風の扉 / 夏樹静子

風の扉 / 夏樹静子台湾ミステリの傑作であり21世紀本格の大きな収穫ともいえる林斯諺の『無名之女』、――今一度この作品の技法について考えるための比較として、ざっと本作を再読しました。もう読んだのはずっと昔のことでしたが、元ネタだけはシッカリと覚えていました。それだけ強烈だったというわけですが、結論からいえば、やはり今でもこのままだとマトモなミステリというよりは完全にトンデモだよなァ……と感じた次第(爆)。

物語は、工芸界の大御所から破門された野郎が復讐のため、お師匠をメッタ刺しにして殺害するものの、なぜか死体は発見されず、彼の死亡も報道されない。なぜと思ってお師匠の家をコッソリ盗み見ると、なんと、自分が殺した筈のお師匠が生きていて、――という話。

この大御所と破門野郎の逸話と平行して、某病院での不審死などが描かれていくのですが、その経過から明かされてる死体の謎が最高にキモチワルイ。自分が見慣れていた筈の人物の足が妙に小さくに感じられたというのがそれなのですが、見間違いじゃなくて実は、――という真相はもう完全にリアリズムなどブッ飛ばして恐ろしい方向に流れていきます。コレ、最先端の医学といっても、やはりこのモチーフそのものを剥き出しの形で現実世界のミステリにまとめてしまうのには相当な無理があり、バカミスか、はたまたホラーへ傾斜するしか読者を納得し得る術はないような気がするのですが、いかがでしょう。

### 課題の指示
a. 本文では、工芸界の大御所から破門された人物は何のためにお師匠を殺害したとされているか。
b. 『風の扉』の書評の続きを、最後の文の後から書き足しなさい。

### データ一覧
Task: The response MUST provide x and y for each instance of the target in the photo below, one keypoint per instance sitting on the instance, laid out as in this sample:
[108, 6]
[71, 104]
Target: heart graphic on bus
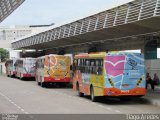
[114, 65]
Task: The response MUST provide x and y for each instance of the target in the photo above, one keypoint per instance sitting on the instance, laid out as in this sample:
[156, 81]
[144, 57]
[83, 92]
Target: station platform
[153, 97]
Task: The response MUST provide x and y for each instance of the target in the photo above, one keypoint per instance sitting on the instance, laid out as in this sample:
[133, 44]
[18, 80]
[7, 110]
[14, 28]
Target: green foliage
[4, 54]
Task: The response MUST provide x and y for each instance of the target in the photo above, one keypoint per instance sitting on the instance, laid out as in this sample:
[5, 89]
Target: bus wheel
[79, 93]
[93, 98]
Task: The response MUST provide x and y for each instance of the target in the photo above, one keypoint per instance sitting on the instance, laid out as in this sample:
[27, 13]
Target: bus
[10, 67]
[25, 67]
[114, 74]
[53, 69]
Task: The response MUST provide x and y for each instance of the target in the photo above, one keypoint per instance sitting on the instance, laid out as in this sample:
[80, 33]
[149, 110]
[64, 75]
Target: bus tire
[80, 94]
[93, 98]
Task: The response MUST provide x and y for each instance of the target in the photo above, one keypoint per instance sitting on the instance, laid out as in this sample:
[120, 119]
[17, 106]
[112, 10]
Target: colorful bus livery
[53, 69]
[10, 67]
[25, 67]
[112, 74]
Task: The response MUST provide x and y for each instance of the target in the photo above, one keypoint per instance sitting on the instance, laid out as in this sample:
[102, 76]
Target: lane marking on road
[84, 100]
[13, 103]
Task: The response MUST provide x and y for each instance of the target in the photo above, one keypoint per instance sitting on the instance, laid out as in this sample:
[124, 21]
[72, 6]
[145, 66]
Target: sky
[59, 12]
[41, 12]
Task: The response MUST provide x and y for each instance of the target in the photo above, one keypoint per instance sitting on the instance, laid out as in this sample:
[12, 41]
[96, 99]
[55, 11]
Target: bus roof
[91, 55]
[103, 54]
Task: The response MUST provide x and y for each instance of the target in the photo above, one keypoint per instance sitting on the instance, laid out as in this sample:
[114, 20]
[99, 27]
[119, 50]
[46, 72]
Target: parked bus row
[114, 74]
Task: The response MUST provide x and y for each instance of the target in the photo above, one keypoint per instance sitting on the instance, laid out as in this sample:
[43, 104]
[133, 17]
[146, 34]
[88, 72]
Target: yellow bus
[52, 69]
[114, 74]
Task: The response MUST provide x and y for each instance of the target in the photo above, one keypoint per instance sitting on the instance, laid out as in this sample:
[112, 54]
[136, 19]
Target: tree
[4, 54]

### 解答
a. 復讐のためである。

b.
一応、これだって可能なんだよ、というのがひと昔前に成功した事例の図解つきで最後にさらりと描かれているのですが、そういえばつい最近、某国の医者がこの術式をやってみたいと宣言した、という記事を眼にしたような……。とはいえ、センセーショナルな記事として耳目を集めるくらいにトンデモなわけですから、やはりこのままのかたちで読者がなるほど、と膝を打つのは難しい。

もっとも本作を医学ミステリーとしてとらえて、さらにこの術式が実際に可能かもれないカモしれないよ、――ということを前提とした場合、例えば死んだ筈のお師匠が生きているというありえない状況において、このトンデモな真相を隠蔽しつつ、その身体の部位の違和から十分にありえそうな術式が行われたのカモよ、と読者を誤導させる手際には注目で、初読であればこのセンから死者の復活を確信して読み進めていってしまうに違いありません。

再読をしてもなおトンデモな真相を超えて個人的に惹かれたのは、この術式が成功したことを前提としてもなお残る生命倫理の問題が鮮やかに明示されているところで、お師匠復活の陰で隠微に進行していたもう一つの手術をされた人物の関係者がその点について煩悶する後半のシーンは強い印象を残します。

ジャケ帯は「医学ミステリーの金字塔」ですが、医学ミステリーというよりは、そのネタは完全にホラーへと突き抜け、そこに術式の方法も交えて現代医学の知見が語られている謎解きの部分はリアリズムを備えた本格ミステリというよりはむしろSFに近いような気がします。山田正紀だったらもう少し違う描き方をしたんだろうなァ、……ということをつらつらと考えながらも複雑な読後感を残した本作、かなりの色モノ、医学ミステリーとしても相当の曲者であるため、完全に取扱注意ということで。